Selected extract —
--- --- ---

These are used when processing changes to the model world in interactive fiction;
they do not exist in Basic Inform programs.

True actions count upwards from 0; fake actions independently count upwards
from 4096. These are defined just as constants, with mangled names:

=
void CLiteralsModel::new_action(code_generator *gtr, code_generation *gen,
	text_stream *name, int true_action, int N) {
	if (true_action) {
		segmentation_pos saved = CodeGen::select(gen, c_actions_symbols_I7CGS);
		text_stream *OUT = CodeGen::current(gen);
		WRITE("#define %S %d\n", CTarget::symbols_header_identifier(gen, I"A", name), N);
		CodeGen::deselect(gen, saved);
	}
	TEMPORARY_TEXT(O)
	TEMPORARY_TEXT(M)
	WRITE_TO(O, "##%S", name);
	CNamespace::mangle(gtr, M, O);

	segmentation_pos saved = CodeGen::select(gen, c_actions_I7CGS);
	text_stream *OUT = CodeGen::current(gen);
	WRITE("#define %S %d\n", M, N);
	CodeGen::deselect(gen, saved);

	DISCARD_TEXT(O)
	DISCARD_TEXT(M)
}

@h Dictionary words.
These are used when parsing command grammar in interactive fiction; they do not
exist in Basic Inform programs.

At runtime, dictionary words are addresses of small fixed-size arrays, and we
have very little flexibility about this because code in CommandParserKit makes
many assumptions about these arrays. So we will closely imitate what the Inform 6
compiler would automatically do.

In the array |DW|, the bytes |DW->1| to |DW->9| are the characters of the word,
with trailing nulls padding it out if the word is shorter than that. If it's
longer, then the text is truncated to 9 characters only. This means printing
out the text of a dictionary word is a somewhat faithless operation.[1] Still,
Inter provides a primitive to do that, and here is the implementation.

[1] It would get every word in this footnote right except for dictionary, which
would print as dictionar.

= (text to inform7_clib.h)
void i7_print_dword(i7process_t *proc, i7word_t at);
=

= (text to inform7_clib.c)
void i7_print_dword(i7process_t *proc, i7word_t at) {
	for (i7byte_t i=1; i<=9; i++) {
		i7byte_t c = i7_read_byte(proc, at+i);
		if (c == 0) break;
		i7_print_char(proc, c);
	}
}
=

@ We will use the convenient Vanilla mechanism for compiling dictionary words,
so there is very little to do:

=
void CLiteralsModel::compile_dictionary_word(code_generator *gtr, code_generation *gen,
	text_stream *S, int pluralise) {
	text_stream *OUT = CodeGen::current(gen);
	vanilla_dword *dw = VanillaIF::text_to_noun_dword(gen, S, pluralise);
	CNamespace::mangle(gtr, OUT, dw->identifier);
}

--- --- ---

What is asked —
- a) Answer these questions about the excerpt on actions and dictionary words:
(i) From what number do fake actions count upwards?
(ii) How many characters of a dictionary word are kept when the word is longer than that?
(iii) According to the footnote, how would the word "dictionary" print?
- b) Rewrite the excerpt on actions and dictionary words, beginning at the words "At runtime, dictionary" and stopping after "would automatically do.", with each "arrays" swapped for "tables".

Data entries —

--- --- ---

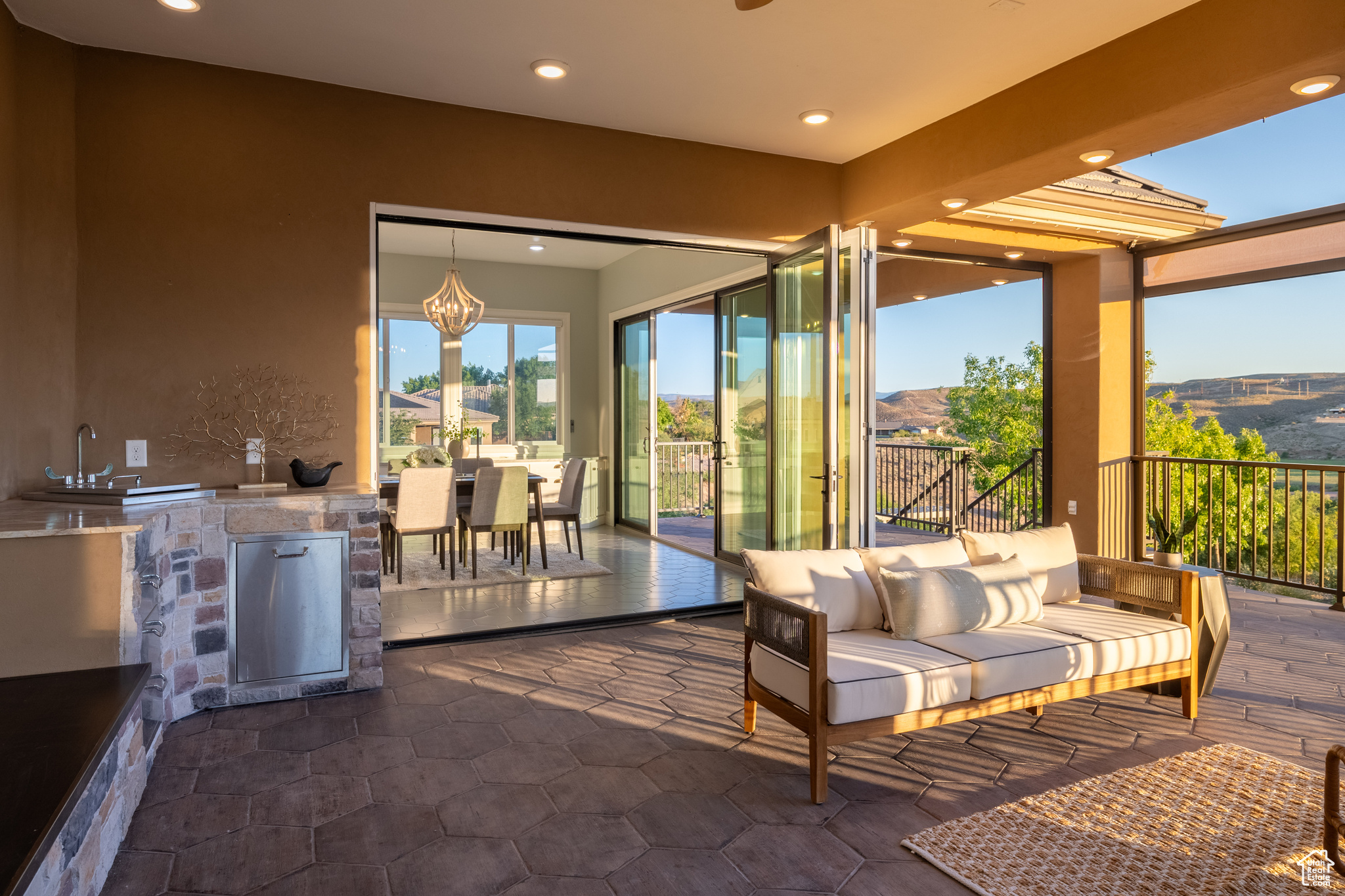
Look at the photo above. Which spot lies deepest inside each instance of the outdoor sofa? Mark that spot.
(818, 656)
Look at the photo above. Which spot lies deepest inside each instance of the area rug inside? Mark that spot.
(1222, 820)
(420, 570)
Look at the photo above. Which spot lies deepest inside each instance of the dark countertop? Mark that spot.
(57, 730)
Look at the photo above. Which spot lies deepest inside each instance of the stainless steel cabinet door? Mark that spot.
(290, 608)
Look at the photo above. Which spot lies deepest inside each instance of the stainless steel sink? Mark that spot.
(121, 498)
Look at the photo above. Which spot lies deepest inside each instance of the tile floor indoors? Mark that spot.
(646, 576)
(612, 762)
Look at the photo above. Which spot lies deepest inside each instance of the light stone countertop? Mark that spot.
(20, 519)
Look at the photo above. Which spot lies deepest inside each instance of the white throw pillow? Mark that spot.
(923, 603)
(912, 557)
(833, 582)
(1049, 555)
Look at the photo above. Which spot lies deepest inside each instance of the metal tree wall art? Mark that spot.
(261, 412)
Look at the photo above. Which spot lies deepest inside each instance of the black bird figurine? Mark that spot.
(311, 477)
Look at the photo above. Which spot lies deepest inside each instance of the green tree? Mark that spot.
(401, 426)
(478, 375)
(997, 413)
(420, 382)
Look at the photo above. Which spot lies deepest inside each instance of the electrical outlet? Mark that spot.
(137, 453)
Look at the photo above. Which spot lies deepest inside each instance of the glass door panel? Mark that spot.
(856, 398)
(743, 482)
(803, 284)
(634, 390)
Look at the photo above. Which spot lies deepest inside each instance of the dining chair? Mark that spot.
(427, 504)
(567, 508)
(499, 504)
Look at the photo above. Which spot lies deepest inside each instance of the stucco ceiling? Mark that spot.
(690, 69)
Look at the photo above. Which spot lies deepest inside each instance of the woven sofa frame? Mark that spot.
(801, 634)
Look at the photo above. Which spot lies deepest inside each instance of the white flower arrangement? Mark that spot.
(427, 456)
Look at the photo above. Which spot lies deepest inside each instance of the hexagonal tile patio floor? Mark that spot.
(612, 762)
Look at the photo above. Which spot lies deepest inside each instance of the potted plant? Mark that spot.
(455, 436)
(1168, 539)
(427, 456)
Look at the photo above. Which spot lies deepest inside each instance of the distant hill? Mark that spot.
(1287, 409)
(914, 408)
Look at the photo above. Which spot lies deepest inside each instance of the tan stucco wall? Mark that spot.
(223, 219)
(38, 381)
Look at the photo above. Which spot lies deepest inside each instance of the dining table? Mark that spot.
(387, 489)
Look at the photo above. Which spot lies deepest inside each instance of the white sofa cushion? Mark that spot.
(912, 557)
(833, 582)
(1049, 555)
(919, 603)
(870, 676)
(1017, 657)
(1121, 640)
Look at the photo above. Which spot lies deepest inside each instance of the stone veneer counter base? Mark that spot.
(76, 762)
(186, 544)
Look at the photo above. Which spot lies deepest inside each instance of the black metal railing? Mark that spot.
(923, 486)
(685, 479)
(1266, 522)
(1013, 503)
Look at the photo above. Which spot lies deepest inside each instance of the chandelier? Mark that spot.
(452, 309)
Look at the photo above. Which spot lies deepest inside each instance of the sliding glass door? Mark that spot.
(634, 398)
(741, 505)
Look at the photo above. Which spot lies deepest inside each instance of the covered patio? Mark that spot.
(615, 762)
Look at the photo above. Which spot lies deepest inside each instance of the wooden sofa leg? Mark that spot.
(818, 767)
(1188, 696)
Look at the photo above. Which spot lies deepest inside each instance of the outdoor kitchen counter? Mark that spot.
(150, 584)
(22, 519)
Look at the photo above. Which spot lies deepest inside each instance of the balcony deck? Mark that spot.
(613, 758)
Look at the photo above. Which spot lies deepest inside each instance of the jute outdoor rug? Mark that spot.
(420, 570)
(1222, 821)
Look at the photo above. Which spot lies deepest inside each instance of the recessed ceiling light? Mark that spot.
(545, 68)
(1309, 86)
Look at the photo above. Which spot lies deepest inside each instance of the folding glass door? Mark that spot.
(793, 400)
(821, 296)
(635, 399)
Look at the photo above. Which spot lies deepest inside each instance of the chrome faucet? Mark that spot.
(79, 476)
(79, 450)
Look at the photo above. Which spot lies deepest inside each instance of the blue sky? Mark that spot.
(1290, 163)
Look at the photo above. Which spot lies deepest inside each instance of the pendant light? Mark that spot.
(452, 309)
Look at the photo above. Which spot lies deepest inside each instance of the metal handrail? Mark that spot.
(988, 511)
(1258, 521)
(685, 477)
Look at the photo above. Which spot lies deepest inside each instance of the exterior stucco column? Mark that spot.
(1091, 402)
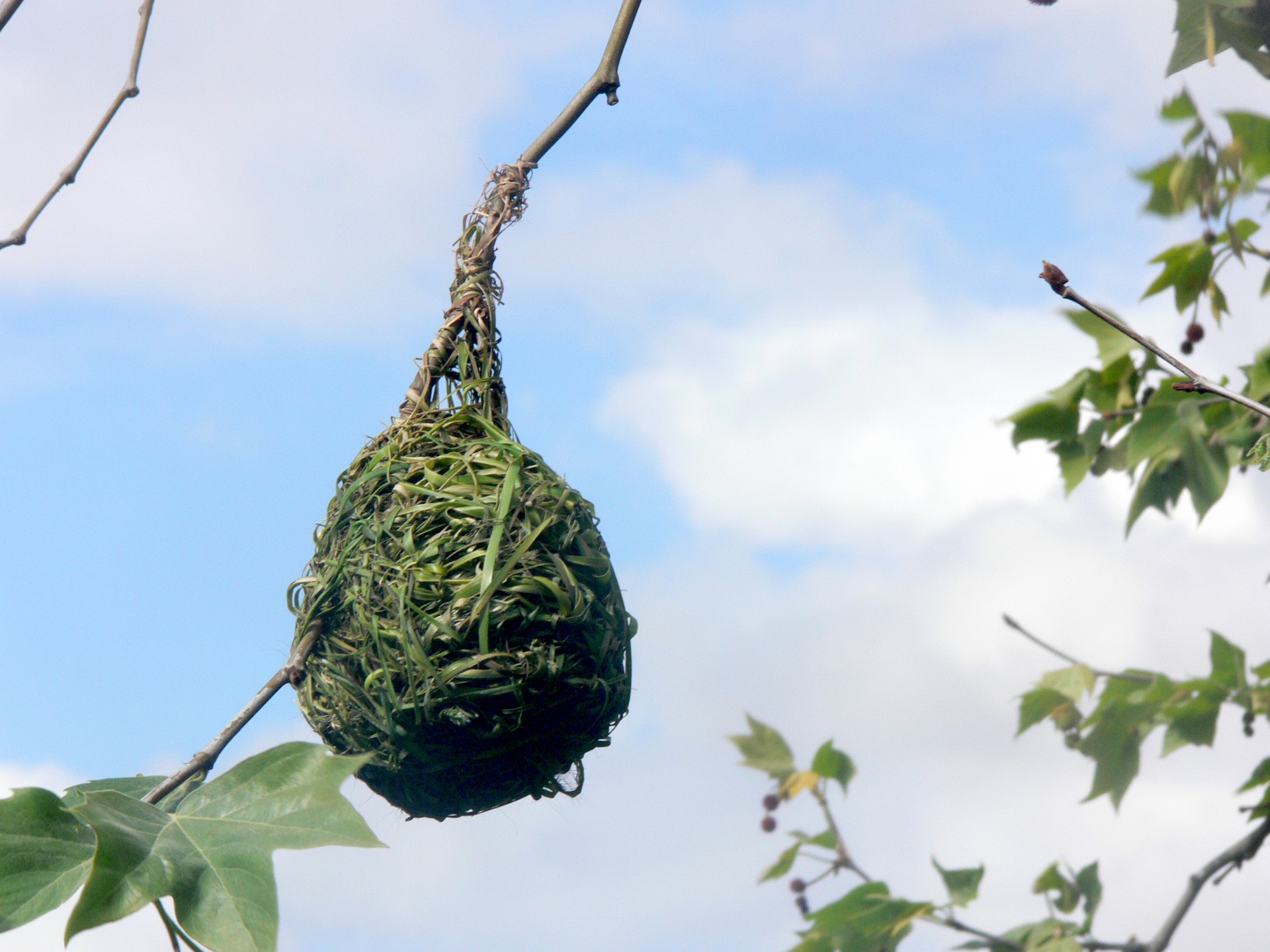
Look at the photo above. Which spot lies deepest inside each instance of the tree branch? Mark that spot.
(603, 80)
(1021, 630)
(1198, 383)
(1232, 858)
(205, 760)
(8, 9)
(67, 175)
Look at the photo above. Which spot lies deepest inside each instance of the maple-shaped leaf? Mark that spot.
(214, 853)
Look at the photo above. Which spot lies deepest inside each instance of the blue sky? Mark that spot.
(765, 314)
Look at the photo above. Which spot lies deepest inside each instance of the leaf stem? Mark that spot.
(1057, 653)
(127, 92)
(1198, 383)
(205, 760)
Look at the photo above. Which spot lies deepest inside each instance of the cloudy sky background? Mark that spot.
(765, 314)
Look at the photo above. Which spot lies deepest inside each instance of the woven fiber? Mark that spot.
(474, 639)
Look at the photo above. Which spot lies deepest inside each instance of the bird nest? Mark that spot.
(473, 635)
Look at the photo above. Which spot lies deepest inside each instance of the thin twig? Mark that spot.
(205, 760)
(603, 80)
(67, 175)
(1057, 281)
(1232, 858)
(1057, 653)
(168, 926)
(845, 859)
(952, 922)
(8, 9)
(175, 930)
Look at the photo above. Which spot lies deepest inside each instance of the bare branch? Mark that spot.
(1021, 630)
(8, 9)
(603, 80)
(1232, 858)
(67, 175)
(205, 760)
(1198, 383)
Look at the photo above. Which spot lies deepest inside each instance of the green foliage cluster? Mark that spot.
(208, 846)
(869, 918)
(1124, 415)
(1129, 706)
(1206, 27)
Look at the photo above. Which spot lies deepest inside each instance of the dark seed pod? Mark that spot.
(472, 635)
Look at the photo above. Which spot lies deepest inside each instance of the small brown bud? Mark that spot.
(1053, 276)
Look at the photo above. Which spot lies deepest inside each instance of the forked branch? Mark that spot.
(127, 92)
(603, 80)
(1198, 383)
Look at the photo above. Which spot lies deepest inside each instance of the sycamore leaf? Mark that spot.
(799, 781)
(1037, 705)
(1072, 682)
(833, 764)
(45, 855)
(963, 885)
(1260, 777)
(783, 865)
(214, 855)
(1068, 894)
(765, 749)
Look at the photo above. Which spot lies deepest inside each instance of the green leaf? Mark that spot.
(826, 838)
(765, 749)
(1037, 705)
(963, 885)
(1072, 682)
(1111, 343)
(135, 787)
(1191, 723)
(1260, 777)
(1160, 488)
(1180, 107)
(1251, 132)
(833, 764)
(1053, 881)
(867, 920)
(783, 865)
(214, 855)
(1114, 744)
(1090, 885)
(1161, 200)
(45, 855)
(1191, 26)
(1230, 663)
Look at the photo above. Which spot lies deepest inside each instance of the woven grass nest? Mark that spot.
(472, 633)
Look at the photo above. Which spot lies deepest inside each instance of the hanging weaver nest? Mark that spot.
(472, 633)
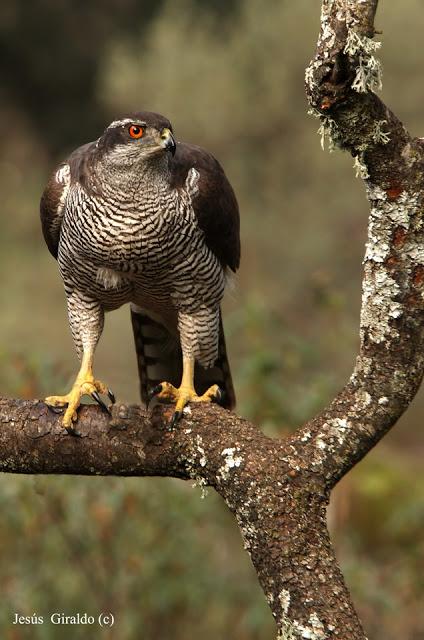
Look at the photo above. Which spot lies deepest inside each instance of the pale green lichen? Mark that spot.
(294, 630)
(368, 75)
(361, 170)
(231, 461)
(378, 135)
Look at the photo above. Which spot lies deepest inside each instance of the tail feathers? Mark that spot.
(159, 358)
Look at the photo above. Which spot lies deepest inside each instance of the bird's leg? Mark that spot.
(186, 392)
(85, 384)
(86, 321)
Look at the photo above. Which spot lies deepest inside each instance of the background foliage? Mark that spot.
(230, 76)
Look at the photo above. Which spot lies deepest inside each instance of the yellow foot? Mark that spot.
(86, 385)
(182, 396)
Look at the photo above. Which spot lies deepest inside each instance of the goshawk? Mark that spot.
(135, 217)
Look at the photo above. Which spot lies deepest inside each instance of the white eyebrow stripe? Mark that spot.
(121, 123)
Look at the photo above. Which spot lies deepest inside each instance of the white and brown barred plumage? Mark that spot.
(128, 221)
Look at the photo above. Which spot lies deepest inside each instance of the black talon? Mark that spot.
(154, 391)
(73, 432)
(219, 396)
(175, 420)
(99, 401)
(55, 409)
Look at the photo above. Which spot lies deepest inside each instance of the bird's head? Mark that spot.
(137, 138)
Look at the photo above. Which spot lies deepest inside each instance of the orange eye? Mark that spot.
(135, 131)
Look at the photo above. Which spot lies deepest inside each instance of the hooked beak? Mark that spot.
(168, 140)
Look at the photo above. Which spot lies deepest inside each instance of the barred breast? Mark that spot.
(147, 249)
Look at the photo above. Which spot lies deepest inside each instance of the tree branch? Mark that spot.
(390, 365)
(279, 490)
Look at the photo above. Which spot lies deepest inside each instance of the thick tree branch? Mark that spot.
(389, 368)
(278, 490)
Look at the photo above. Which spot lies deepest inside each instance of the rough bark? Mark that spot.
(279, 490)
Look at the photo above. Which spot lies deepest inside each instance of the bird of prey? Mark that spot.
(135, 217)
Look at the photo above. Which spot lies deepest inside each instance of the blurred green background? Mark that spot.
(229, 74)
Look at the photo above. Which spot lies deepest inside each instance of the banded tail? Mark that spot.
(159, 358)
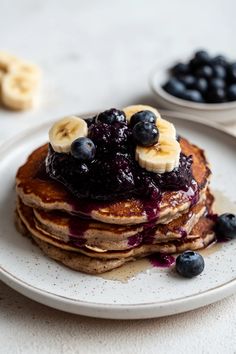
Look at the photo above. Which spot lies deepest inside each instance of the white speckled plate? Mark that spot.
(152, 293)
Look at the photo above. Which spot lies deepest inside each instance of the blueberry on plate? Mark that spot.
(188, 80)
(189, 264)
(202, 57)
(174, 87)
(216, 83)
(180, 69)
(143, 116)
(145, 133)
(219, 60)
(232, 73)
(90, 121)
(226, 225)
(231, 92)
(205, 71)
(83, 149)
(216, 96)
(201, 85)
(192, 95)
(111, 116)
(219, 71)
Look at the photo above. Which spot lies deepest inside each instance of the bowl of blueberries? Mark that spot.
(203, 86)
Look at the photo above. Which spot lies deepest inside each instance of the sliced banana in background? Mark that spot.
(6, 60)
(18, 92)
(131, 110)
(27, 69)
(161, 157)
(65, 131)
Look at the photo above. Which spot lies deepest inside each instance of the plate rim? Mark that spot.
(115, 311)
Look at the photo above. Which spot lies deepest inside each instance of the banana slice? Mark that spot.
(130, 110)
(26, 68)
(18, 92)
(6, 60)
(161, 157)
(65, 131)
(166, 128)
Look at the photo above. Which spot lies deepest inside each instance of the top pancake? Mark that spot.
(37, 190)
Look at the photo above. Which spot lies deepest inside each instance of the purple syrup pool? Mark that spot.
(114, 173)
(161, 260)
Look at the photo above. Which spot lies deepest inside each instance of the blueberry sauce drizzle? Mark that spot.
(161, 260)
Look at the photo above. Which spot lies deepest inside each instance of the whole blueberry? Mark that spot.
(216, 96)
(142, 116)
(111, 116)
(219, 60)
(192, 95)
(90, 121)
(216, 83)
(201, 85)
(205, 71)
(219, 71)
(226, 225)
(180, 69)
(232, 73)
(231, 92)
(190, 264)
(83, 149)
(194, 65)
(174, 87)
(188, 80)
(145, 133)
(202, 57)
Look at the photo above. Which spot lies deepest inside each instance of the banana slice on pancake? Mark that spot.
(131, 110)
(65, 131)
(166, 128)
(161, 157)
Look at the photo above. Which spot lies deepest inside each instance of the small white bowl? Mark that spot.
(215, 112)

--- --- ---

Responses in order —
- a)
(i) 4096
(ii) 9
(iii) dictionar

- b)
At runtime, dictionary words are addresses of small fixed-size tables, and we
have very little flexibility about this because code in CommandParserKit makes
many assumptions about these tables. So we will closely imitate what the Inform 6
compiler would automatically do.